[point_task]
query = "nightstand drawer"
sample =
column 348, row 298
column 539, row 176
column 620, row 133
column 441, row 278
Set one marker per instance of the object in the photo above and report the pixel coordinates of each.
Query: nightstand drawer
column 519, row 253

*Problem to work on*. Your task is to retype all of the lines above exactly.

*Answer*.
[point_task]
query = "nightstand drawer"
sample =
column 348, row 298
column 539, row 176
column 620, row 133
column 441, row 278
Set one marker per instance of the object in the photo above and report the pixel coordinates of each.
Query: nightstand drawer
column 519, row 253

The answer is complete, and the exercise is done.